**The request:**
Pull out every line of the records below that contains the word "laptop", treating case as significant.

**Records:**
•••••

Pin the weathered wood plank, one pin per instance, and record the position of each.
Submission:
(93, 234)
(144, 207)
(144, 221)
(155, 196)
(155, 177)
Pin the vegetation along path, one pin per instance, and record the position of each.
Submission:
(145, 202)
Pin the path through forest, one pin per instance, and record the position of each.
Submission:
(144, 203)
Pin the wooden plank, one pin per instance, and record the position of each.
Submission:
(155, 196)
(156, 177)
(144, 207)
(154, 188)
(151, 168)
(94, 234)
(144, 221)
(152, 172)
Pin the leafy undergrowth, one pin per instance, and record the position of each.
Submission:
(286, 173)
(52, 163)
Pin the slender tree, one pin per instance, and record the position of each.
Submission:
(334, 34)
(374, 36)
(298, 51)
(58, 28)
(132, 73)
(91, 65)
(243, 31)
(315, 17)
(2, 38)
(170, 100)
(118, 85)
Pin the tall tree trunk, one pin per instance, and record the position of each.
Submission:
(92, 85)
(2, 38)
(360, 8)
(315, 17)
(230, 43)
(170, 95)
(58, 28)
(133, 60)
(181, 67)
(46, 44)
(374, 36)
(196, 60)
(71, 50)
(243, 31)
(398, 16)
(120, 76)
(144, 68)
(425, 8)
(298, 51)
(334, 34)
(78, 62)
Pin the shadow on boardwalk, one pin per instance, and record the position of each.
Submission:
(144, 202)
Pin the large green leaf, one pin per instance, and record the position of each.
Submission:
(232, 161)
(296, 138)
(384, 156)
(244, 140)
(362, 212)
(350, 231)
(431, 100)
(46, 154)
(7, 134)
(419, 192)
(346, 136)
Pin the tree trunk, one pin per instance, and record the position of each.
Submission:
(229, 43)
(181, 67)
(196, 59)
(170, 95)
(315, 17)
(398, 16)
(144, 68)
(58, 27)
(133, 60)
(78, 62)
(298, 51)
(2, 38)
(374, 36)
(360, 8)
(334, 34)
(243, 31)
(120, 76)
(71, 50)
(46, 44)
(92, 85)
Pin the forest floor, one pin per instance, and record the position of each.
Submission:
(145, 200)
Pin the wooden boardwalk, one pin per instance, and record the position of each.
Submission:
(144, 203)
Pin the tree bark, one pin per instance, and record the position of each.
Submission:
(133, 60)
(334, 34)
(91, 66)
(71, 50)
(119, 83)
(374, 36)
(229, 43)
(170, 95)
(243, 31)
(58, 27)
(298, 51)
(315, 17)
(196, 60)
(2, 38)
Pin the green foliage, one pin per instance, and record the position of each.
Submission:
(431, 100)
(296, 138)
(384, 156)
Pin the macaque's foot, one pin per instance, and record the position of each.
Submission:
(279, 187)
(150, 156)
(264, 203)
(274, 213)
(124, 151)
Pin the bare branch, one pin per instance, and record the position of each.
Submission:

•••••

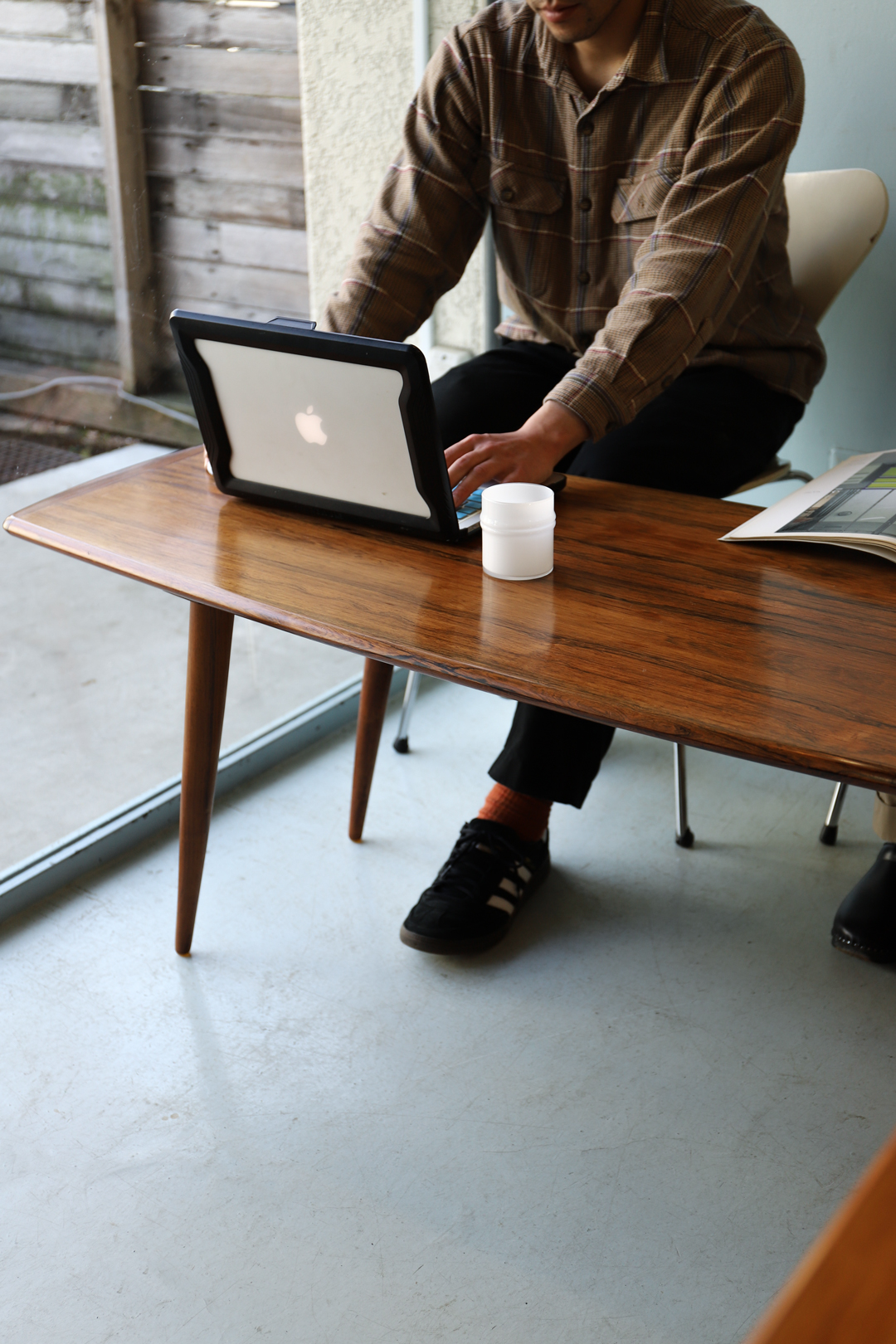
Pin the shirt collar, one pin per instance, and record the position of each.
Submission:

•••••

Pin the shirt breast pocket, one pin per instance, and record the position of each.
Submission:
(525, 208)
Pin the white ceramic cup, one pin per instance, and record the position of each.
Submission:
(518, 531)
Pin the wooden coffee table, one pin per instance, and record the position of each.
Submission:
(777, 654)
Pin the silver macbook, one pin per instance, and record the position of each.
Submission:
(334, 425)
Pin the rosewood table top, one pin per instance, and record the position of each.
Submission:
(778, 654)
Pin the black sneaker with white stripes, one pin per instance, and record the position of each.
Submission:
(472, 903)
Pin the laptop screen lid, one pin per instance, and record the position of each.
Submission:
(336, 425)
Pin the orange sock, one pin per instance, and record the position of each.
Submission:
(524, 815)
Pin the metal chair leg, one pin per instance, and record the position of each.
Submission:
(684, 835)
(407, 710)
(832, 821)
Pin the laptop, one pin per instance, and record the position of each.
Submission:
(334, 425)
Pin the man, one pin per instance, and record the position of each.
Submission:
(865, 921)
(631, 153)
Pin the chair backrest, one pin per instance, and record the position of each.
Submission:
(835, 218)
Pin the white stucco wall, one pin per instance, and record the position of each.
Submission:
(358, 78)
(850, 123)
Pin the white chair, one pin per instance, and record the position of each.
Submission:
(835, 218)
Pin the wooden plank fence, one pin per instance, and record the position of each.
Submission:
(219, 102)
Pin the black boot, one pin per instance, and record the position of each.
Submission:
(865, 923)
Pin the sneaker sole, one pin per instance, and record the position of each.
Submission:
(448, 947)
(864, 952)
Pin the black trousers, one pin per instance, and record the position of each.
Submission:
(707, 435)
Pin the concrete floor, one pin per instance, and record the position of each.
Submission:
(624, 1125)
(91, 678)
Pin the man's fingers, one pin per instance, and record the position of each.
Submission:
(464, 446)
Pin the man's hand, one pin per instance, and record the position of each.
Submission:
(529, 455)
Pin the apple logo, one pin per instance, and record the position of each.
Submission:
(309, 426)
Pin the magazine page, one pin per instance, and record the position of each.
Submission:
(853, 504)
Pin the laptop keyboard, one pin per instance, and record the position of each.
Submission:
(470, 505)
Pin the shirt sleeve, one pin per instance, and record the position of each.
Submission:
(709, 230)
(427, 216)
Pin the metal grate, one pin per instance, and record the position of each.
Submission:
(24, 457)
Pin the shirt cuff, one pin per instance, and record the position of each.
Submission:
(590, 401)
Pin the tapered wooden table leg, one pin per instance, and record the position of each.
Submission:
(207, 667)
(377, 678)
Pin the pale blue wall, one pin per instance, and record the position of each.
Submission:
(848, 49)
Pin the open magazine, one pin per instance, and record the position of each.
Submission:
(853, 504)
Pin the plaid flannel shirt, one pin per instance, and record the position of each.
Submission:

•••••

**Response to this task:**
Pin the laptop screen lid, one pin per instance, and record the position of each.
Pin the laptop, one pin per instance, and record the position of each.
Pin the laptop keyboard, one pin per instance, and record the position of each.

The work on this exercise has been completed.